Reading passage:
Teaming Agreements: Are They Necessary or Not Worth the Effort?

January 10, 2019

By Antonio R. Franco

Government contractors enter into teaming agreements to secure contracts with partners that will help them win and perform the work. It surprises many, however, that certain terms in a teaming agreement may not be enforceable, particularly the clauses providing for the award of a subcontract. This has led contractors to ask, “What is the point of a teaming agreement?” There are many advantages to teaming agreements, or they would not be so prevalent in the government contracting industry. Although those advantages cannot be understated, contractors need to know the limits of teaming agreements. Depending on whether the contractor is the anticipated prime or subcontractor, those limitations need to be carefully considered.
 
Prime contractors enter into teaming agreements to enhance their competitive posture by teaming with companies that can provide services or technology they might not be able to offer. Or, even if they have the capabilities to do the work, a lack of past performance experience makes teaming necessary. In contrast, a proposed subcontractor may enter into a teaming agreement to establish a relationship with a new customer—the prime—or because it is ineligible to bid on the work. These considerations, among others, are what normally drive companies into teaming arrangements.
 
Unfortunately, many contractors do not understand that, unless there are very definitive terms regarding the proposed subcontract, it will be very difficult to enforce the subcontracting commitment. It is a well-established tenet in most jurisdictions that contractual provisions that merely set out agreements to negotiate future subcontracts are not enforceable. Generally referred to as “agreements to agree in the future,” most courts do not enforce them because they are too vague and indefinite. This does not mean other terms in the teaming agreement are not enforceable; they are, but the most significant reason a proposed subcontractor enters into a teaming agreement—to perform the work—is not guaranteed.
 
In order for proposed subcontractors to increase the likelihood that a court will find a teaming agreement enforceable, they should make sure the teaming agreement contains the following terms:
  • A clear statement of work, including the percentage of work with defined tasks. By laying out details of the contemplated work share, disputes over the breadth and scope of a subcontract can be avoided.

Tasks for this exercise:
1. According to the teaming agreements article, why do most courts decline to enforce "agreements to agree in the future"?
2. Extend the teaming agreements article beyond its last bullet point.
The records have nothing to do with the teaming agreements article.

Records supplied:
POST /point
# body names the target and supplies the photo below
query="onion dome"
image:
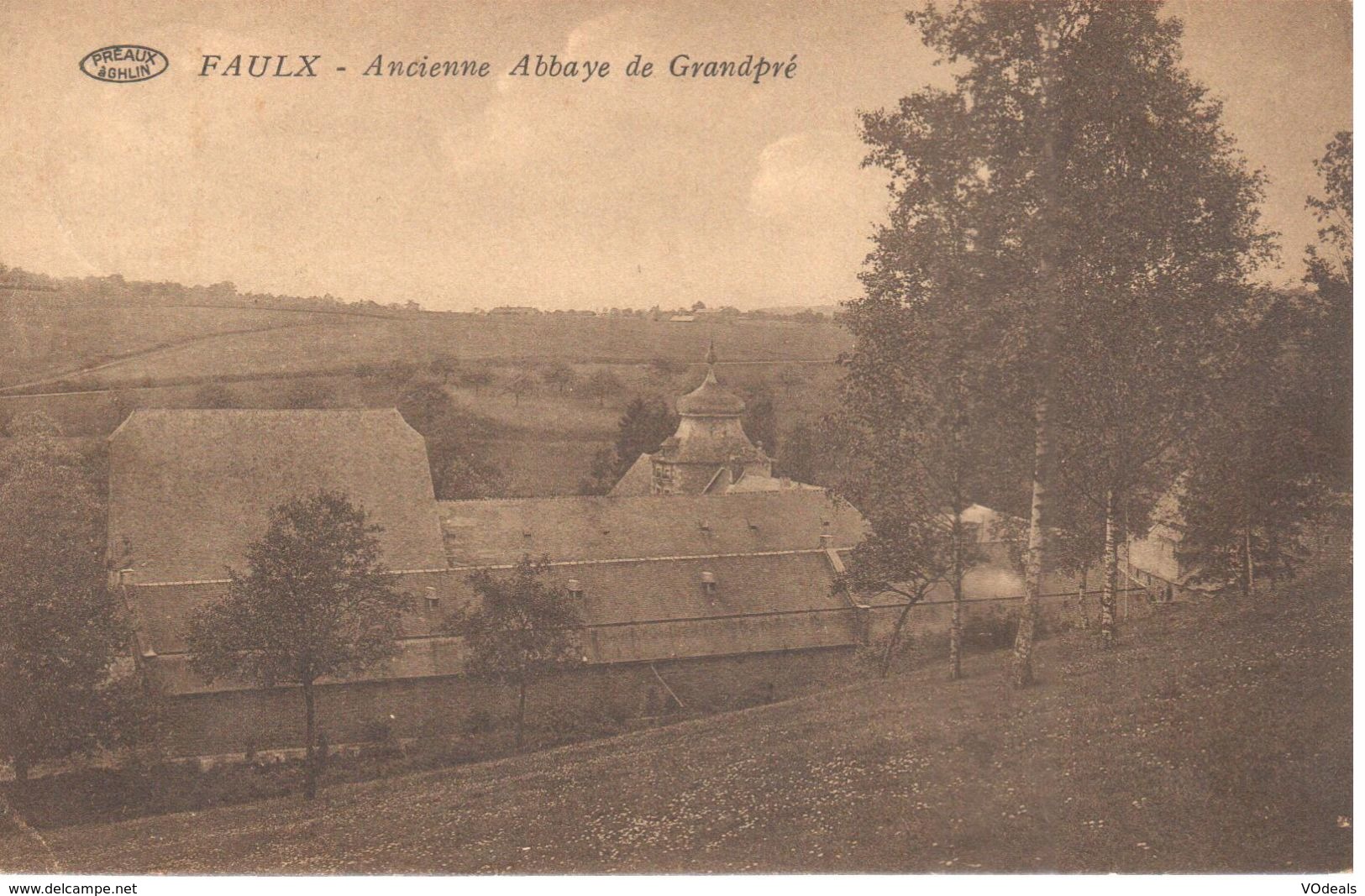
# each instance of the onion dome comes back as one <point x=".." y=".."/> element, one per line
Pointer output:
<point x="710" y="399"/>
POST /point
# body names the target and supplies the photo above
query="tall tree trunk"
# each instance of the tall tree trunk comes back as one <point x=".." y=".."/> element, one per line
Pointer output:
<point x="895" y="637"/>
<point x="1109" y="594"/>
<point x="954" y="637"/>
<point x="310" y="757"/>
<point x="1273" y="557"/>
<point x="1048" y="286"/>
<point x="520" y="715"/>
<point x="1037" y="543"/>
<point x="1083" y="618"/>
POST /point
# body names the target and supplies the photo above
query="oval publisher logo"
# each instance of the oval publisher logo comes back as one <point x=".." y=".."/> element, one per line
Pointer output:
<point x="124" y="63"/>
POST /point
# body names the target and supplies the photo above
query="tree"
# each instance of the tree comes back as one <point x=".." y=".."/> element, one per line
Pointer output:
<point x="1327" y="343"/>
<point x="910" y="562"/>
<point x="1074" y="170"/>
<point x="60" y="625"/>
<point x="444" y="366"/>
<point x="760" y="422"/>
<point x="523" y="631"/>
<point x="460" y="465"/>
<point x="306" y="393"/>
<point x="601" y="384"/>
<point x="476" y="378"/>
<point x="214" y="396"/>
<point x="642" y="428"/>
<point x="314" y="602"/>
<point x="807" y="453"/>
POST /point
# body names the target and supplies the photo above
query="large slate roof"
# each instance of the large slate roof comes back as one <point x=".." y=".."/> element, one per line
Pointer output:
<point x="501" y="531"/>
<point x="189" y="490"/>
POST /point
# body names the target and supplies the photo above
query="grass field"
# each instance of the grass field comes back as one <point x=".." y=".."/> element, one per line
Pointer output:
<point x="1214" y="738"/>
<point x="139" y="345"/>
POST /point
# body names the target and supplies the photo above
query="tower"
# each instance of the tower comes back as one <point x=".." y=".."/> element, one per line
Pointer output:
<point x="710" y="450"/>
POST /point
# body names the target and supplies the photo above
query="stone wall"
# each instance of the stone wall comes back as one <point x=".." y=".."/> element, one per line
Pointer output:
<point x="231" y="721"/>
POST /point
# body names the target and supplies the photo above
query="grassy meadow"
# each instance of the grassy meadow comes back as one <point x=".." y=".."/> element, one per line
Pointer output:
<point x="912" y="773"/>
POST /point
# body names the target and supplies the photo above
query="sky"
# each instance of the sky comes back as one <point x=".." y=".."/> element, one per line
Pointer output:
<point x="465" y="192"/>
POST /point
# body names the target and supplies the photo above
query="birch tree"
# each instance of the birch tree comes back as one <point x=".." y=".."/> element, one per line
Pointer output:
<point x="1089" y="175"/>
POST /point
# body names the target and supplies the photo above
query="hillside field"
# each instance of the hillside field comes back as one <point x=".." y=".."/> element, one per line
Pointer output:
<point x="1215" y="738"/>
<point x="157" y="345"/>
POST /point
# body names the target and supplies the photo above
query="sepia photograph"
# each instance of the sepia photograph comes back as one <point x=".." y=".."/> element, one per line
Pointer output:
<point x="669" y="438"/>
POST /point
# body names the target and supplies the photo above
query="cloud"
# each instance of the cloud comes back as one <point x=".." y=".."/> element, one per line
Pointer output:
<point x="814" y="175"/>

Outputs:
1. Most courts consider them too vague and indefinite.

2.
  • The proposed subcontracting price. This can be the most challenging aspect of an enforceable teaming agreement, as the parties may not know the pricing to be proposed to the prime (and then the government) until significant proposal work has been done, which is usually undertaken after a teaming agreement has been executed. However, without a price for the work to be done, the enforceability of the agreement is at risk.
  • A reasonable term regarding the duration of the teaming agreement and how it may be terminated. If the teaming agreement expires after a short, defined period of time, the prime contractor can move on to perform the work on its own or with others.

As noted above, there are clauses in teaming agreements that can be enforced. For example, most teaming agreements provide for the parties to be exclusive to each other. In addition, the nondisclosure/proprietary protection clauses are critical to maintain the confidentiality of shared information. These legal obligations can be enforced, as they are concrete commitments to be carried out in the present, not some time in the future.
 
For prime contractors, the flexibility teaming agreements offer makes them take a very different negotiation stand than proposed subcontractors. Both parties may want to work together and make certain commitments up front, but the award of a subcontract should not be taken for granted by a proposed subcontractor. Rather, in most teaming agreements, following an award to a prime contractor, the prime has to do no more than make a “good faith” effort to negotiate a subcontract. For subcontractors expecting more of a teaming agreement, the terms of such a contract should be carefully drafted to make it all worth the teaming effort.

About the Author: Tony Franco is a senior partner at PilieroMazza PLLC with over 30 years of legal experience representing clients on business, corporate, and government contracting matters. He may be reached at afranco@pilieromazza.com.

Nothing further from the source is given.